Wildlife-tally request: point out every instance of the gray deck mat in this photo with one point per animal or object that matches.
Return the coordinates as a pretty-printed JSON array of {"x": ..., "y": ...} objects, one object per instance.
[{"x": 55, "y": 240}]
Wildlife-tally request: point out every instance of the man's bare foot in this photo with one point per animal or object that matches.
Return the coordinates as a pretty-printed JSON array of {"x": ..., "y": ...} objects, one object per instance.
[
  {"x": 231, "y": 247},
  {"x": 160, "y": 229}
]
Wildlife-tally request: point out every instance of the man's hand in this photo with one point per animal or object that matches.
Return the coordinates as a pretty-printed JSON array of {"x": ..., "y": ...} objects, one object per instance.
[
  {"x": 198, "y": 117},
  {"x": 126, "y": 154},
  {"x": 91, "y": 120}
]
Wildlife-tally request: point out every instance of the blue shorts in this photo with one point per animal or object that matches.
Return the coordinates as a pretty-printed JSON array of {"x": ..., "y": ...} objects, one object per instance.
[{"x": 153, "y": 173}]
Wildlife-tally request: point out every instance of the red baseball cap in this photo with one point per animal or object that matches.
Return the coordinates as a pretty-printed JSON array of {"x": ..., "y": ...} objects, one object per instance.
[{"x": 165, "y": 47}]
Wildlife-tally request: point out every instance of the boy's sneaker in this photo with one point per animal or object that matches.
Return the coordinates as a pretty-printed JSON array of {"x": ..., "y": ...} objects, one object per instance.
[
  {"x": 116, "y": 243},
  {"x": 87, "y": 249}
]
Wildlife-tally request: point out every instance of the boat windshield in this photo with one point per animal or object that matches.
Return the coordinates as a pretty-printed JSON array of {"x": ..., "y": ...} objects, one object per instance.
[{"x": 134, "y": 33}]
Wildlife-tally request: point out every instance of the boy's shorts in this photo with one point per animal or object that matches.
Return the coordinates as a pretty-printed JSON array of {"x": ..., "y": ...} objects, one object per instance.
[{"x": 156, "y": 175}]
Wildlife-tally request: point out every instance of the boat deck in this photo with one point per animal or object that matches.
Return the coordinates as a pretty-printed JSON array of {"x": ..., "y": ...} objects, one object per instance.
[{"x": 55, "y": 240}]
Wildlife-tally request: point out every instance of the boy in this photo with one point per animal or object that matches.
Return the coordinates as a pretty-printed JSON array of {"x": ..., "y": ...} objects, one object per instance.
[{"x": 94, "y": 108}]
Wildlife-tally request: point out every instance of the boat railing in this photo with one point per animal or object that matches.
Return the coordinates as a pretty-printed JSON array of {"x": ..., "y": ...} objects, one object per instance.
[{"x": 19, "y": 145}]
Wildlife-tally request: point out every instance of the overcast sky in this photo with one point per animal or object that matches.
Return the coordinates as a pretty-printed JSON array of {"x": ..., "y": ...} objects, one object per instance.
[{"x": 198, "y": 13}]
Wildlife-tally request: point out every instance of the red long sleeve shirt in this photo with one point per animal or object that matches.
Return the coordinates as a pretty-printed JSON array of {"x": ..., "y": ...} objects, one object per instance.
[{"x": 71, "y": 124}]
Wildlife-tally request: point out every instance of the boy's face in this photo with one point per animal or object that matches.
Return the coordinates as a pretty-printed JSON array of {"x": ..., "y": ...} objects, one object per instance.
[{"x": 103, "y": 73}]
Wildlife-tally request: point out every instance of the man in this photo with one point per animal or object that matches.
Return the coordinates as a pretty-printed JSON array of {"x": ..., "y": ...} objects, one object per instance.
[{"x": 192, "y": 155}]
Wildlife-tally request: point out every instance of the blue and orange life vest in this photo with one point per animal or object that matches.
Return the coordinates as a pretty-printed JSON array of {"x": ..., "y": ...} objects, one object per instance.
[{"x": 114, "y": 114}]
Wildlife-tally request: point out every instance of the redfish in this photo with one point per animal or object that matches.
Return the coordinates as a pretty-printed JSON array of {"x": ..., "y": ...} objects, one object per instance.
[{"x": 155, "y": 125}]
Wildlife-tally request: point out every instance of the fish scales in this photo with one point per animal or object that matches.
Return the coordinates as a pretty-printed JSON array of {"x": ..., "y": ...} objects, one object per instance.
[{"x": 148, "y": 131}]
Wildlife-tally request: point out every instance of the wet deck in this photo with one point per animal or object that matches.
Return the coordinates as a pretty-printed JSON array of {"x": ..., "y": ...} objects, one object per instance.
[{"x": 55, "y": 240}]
-------------------------
Rewrite the part of the rows that opens with the line containing "Wildlife-tally request: point out every instance of the fish" and closes with the last row, replacing "instance" with "occurrence" and leaving everything else unchanged. Give back only that part.

Wildlife-tally request: point out every occurrence of the fish scales in this photo with one point per animal or object that matches.
Return the coordinates as a pretty-printed JSON array of {"x": ..., "y": ...} objects, one object per occurrence.
[{"x": 148, "y": 131}]
Wildlife-tally request: point out every occurrence of the wet deck in this photo with one point per animal or object that matches.
Return the coordinates as a pretty-printed JSON array of {"x": ..., "y": ...} objects, one object per occurrence.
[{"x": 55, "y": 240}]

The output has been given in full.